▶ _TASK PROMPT_: Read the data and repeat all of it exactly.

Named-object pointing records
┌──

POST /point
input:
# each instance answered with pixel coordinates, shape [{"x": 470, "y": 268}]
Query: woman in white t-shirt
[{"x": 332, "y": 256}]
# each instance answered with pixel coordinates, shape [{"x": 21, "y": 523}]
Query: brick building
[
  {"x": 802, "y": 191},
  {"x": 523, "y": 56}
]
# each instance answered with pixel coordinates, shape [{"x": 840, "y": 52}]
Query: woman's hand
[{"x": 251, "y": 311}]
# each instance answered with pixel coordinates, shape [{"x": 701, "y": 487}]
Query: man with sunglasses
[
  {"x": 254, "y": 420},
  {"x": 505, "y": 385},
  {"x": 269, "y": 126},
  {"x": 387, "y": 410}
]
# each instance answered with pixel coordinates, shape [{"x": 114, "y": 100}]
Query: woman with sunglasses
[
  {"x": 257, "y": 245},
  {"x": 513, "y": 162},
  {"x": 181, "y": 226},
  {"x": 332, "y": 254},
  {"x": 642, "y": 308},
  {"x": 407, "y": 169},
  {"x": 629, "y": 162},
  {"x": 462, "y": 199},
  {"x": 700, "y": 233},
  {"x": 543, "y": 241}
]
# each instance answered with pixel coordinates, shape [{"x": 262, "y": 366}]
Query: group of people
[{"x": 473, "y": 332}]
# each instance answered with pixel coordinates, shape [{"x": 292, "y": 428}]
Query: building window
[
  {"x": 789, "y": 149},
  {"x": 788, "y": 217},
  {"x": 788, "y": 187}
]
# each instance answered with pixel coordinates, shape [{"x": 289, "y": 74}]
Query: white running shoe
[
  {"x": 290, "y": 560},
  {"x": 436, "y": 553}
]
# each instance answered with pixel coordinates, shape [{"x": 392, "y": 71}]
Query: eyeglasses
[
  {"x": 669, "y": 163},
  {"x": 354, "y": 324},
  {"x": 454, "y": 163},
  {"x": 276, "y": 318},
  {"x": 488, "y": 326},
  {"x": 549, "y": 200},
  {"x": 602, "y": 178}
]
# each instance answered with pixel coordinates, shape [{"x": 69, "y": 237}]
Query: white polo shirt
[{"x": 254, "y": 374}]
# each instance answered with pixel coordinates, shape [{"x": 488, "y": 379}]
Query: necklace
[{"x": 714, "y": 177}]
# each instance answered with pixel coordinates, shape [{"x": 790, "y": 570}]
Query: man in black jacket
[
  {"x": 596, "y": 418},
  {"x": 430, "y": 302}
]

└──

▶ _ANSWER TO THIS TASK_:
POST /point
input:
# each instance answered with pixel coordinates, shape [{"x": 470, "y": 268}]
Query: woman in white t-shirt
[{"x": 332, "y": 256}]
# each instance answered with pixel coordinates, shape [{"x": 21, "y": 523}]
Query: brick building
[
  {"x": 802, "y": 191},
  {"x": 523, "y": 56}
]
# each instance answered with pixel coordinates, shape [{"x": 840, "y": 52}]
Query: woman's hand
[{"x": 251, "y": 311}]
# each instance answered with pixel coordinates, shape [{"x": 701, "y": 487}]
Query: man with sunglasses
[
  {"x": 254, "y": 420},
  {"x": 505, "y": 385},
  {"x": 269, "y": 126},
  {"x": 387, "y": 410}
]
# each instance answered with pixel coordinates, shape [{"x": 114, "y": 100}]
Query: woman with sunglasses
[
  {"x": 257, "y": 245},
  {"x": 513, "y": 162},
  {"x": 181, "y": 226},
  {"x": 332, "y": 254},
  {"x": 642, "y": 308},
  {"x": 407, "y": 169},
  {"x": 629, "y": 162},
  {"x": 462, "y": 199},
  {"x": 700, "y": 233},
  {"x": 543, "y": 241}
]
# each instance answered with pixel coordinates, shape [{"x": 262, "y": 366}]
Query: group of people
[{"x": 473, "y": 332}]
# each instance answered with pixel coordinates, shape [{"x": 292, "y": 428}]
Query: building window
[
  {"x": 789, "y": 149},
  {"x": 788, "y": 217},
  {"x": 788, "y": 187}
]
# each instance answered with pixel coordinates, shape [{"x": 289, "y": 74}]
Query: white running shoe
[
  {"x": 290, "y": 560},
  {"x": 436, "y": 553}
]
# each instance answered with pixel coordinates, shape [{"x": 392, "y": 71}]
Query: eyeglasses
[
  {"x": 669, "y": 163},
  {"x": 354, "y": 324},
  {"x": 454, "y": 163},
  {"x": 276, "y": 318},
  {"x": 488, "y": 326},
  {"x": 549, "y": 200},
  {"x": 602, "y": 178}
]
# each instance answered with pixel coordinates, shape [{"x": 69, "y": 237}]
Query: white polo shirt
[{"x": 254, "y": 374}]
# each instance answered with pixel coordinates, shape [{"x": 488, "y": 379}]
Query: necklace
[{"x": 714, "y": 177}]
# each instance answered with pixel coordinates, shape [{"x": 790, "y": 570}]
Query: man in black jacket
[
  {"x": 596, "y": 418},
  {"x": 430, "y": 302}
]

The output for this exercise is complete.